> Excerpted passage
Australian privacy practitioners might be forgiven their disbelief at the sudden and uncharacteristic range of privacy issues making the Australian headlines.
Australian Privacy Commissioner overturned in Grubb v Telstra
It started in December 2015, when the Australian Administrative Appeals Tribunal overturned the earlier determination by the Australian Privacy Commissioner granting journalist Ben Grubb access to certain data relating to Mr Grubb’s use of Telstra mobile services.
In May 2015, the Australian Privacy Commissioner, Mr Timothy Pilgrim PSM, had found that Telstra had breached the Australian Federal Privacy Act 1988 by failing to provide Mr Grubb with access to requested metadata relating to his use of Telstra telecommunications services. This data was collected and held by Telstra in various databases for various purposes, some purely technical e.g. operation of the network and monitoring its performance.
It was not in dispute that Mr Grubb as an individual could be linked to relevant network data relating to use by Mr Grubb of his mobile phone through a multi-step process (requiring significant labour input and including manual matching) of tracing and matching records, through multiple databases in Telstra’s systems. What was in dispute before Commissioner Pilgrim was whether Mr Grubb’s identity could reasonably be ascertained from the relevant network data. This was treated as a question as to the reasonableness of the multiple steps required to link the network data back to Mr Grubb. On appeal that issue was again debated, but in addition there was extensive analysis as to whether the relevant network data was information ‘about an individual’, or information about a device that incidentally related to an individual.
Although Mr Grubb’s identity was not apparent in relevant Telstra databases where relevant metadata was held, the device identifiers or IP addresses or other transactional information there held could be traced through from mobile tower records to operational and network databases and on to personally identifying databases (in particular, the Telstra customer billing database). In fact, Telstra regularly complied with requests by law enforcement agencies for lawful assistance as to the use of mobile phones by persons of interest by undertaking the same tracing and matching processes.
Tribunal Deputy President S A Forgie stated that where an individual is not intrinsically identified in information, a two-step characterisation process should be applied. The first step is determining whether relevant information is “about an individual.” The second step is working out whether an individual’s identity “can reasonably be ascertained from the information or opinion”. If relevant information is not “about an individual,” that is the end of the matter. But if information is information “about an individual,” the second step must be applied. The Tribunal then reasoned “The data is all about the way in which Telstra delivers the call or the message. That is not about Mr Grubb. It could be said that the mobile network data relates to the way in which Telstra delivers the service or product for which Mr Grubb pays. That does not make the data information about Mr Grubb. It is information about the service it provides to Mr Grubb but not about him”.
The reasoning of the Tribunal is novel, controversial and apparently reached without reference to relevant international cases. The Australian Privacy Commissioner had appealed the Tribunal’s Decision to the Federal Court of Australia. A Full Bench of the Federal Court will hear the appeal, probably in August 2016.

> Stated problem 1
According to the article on Grubb v Telstra, why did the Tribunal find that the mobile network data was not information about Mr Grubb?
> Stated problem 2
In the article on Grubb v Telstra, reproduce the part that opens with the words containing "The reasoning of" and closes with "in August 2016.", substituting "unprecedented" for "novel".
> Stated problem 3
Carry the article on Grubb v Telstra forward from its final sentence.

> Data listing
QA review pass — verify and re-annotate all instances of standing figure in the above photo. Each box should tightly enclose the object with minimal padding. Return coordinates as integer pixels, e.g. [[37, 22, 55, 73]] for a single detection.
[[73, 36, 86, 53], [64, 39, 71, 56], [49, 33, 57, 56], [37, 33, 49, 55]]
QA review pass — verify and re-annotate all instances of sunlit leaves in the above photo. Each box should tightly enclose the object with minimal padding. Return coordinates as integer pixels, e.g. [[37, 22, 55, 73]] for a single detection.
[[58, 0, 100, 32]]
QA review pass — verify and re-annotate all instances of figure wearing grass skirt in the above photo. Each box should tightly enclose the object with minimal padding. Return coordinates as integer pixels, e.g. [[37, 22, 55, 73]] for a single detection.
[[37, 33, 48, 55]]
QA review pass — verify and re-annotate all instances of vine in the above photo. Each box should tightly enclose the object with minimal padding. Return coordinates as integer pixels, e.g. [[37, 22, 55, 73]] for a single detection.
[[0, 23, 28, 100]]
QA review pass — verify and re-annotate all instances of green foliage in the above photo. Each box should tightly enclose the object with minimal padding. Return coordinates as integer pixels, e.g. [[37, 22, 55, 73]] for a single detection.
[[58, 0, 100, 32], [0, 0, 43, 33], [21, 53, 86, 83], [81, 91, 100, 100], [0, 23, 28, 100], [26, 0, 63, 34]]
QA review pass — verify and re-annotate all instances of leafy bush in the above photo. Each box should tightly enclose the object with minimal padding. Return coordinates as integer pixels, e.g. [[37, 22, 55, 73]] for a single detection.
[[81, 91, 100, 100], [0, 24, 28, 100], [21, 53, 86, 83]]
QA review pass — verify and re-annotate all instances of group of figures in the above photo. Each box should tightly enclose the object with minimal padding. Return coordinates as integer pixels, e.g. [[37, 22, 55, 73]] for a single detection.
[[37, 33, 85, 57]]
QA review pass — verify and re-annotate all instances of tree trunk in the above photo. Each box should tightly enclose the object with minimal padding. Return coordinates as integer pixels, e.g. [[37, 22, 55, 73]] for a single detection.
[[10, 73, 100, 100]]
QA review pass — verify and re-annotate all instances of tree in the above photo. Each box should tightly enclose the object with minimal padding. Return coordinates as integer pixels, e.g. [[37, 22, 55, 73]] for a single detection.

> Expected output 1
The Tribunal found that the data was all about the way Telstra delivers a call or message. It described the data as information about the service Telstra provides to Mr Grubb rather than about him, even though it relates to the service he pays for.

> Expected output 2
The reasoning of the Tribunal is unprecedented, controversial and apparently reached without reference to relevant international cases. The Australian Privacy Commissioner had appealed the Tribunal’s Decision to the Federal Court of Australia. A Full Bench of the Federal Court will hear the appeal, probably in August 2016.

> Expected output 3
The Tribunal’s decision throws open the vexed issue of how to work out when device information is ‘about an individual whose identity may be reasonably ascertained from the information’. This is a key issue that arises for many Internet of Things (‘IoT’) applications now entering the market.
Mandatory data breach notification back on the boil
The Australian Government in December 2015 invited public comment on a draft serious data breach notification bill before legislation is introduced in Parliament in 2016. The Bill would require Government agencies and businesses subject to the Privacy Act 1988 (broadly, any business doing business in Australia that had a global group annual turnover in excess of $AU 3 million) to notify the national privacy regulator and affected individuals following a serious data breach.
The Australian Privacy Commissioner received 110 voluntary data breach notifications in 2014-15, up from 67 notifications in 2013-14 and 61 in 2012-13. The Australian Privacy Commissioner’s enquiries into voluntary data breach notifications focus on the nature of a breach (such as the kind of personal information involved, and how the breach occurred), and the steps taken to contain the breach, mitigate harm to affected individuals, and improve security practices in future. However, the OAIC does not have specific powers to deal with data breaches.
Submissions for this consultation closed on 4 March 2016 and the Federal Attorney-General’s Department is currently considering submissions, many of which are likely to be published. The Exposure Draft Bill may then be amended, taking these submissions into account, before the Bill is introduced into the Federal Parliament.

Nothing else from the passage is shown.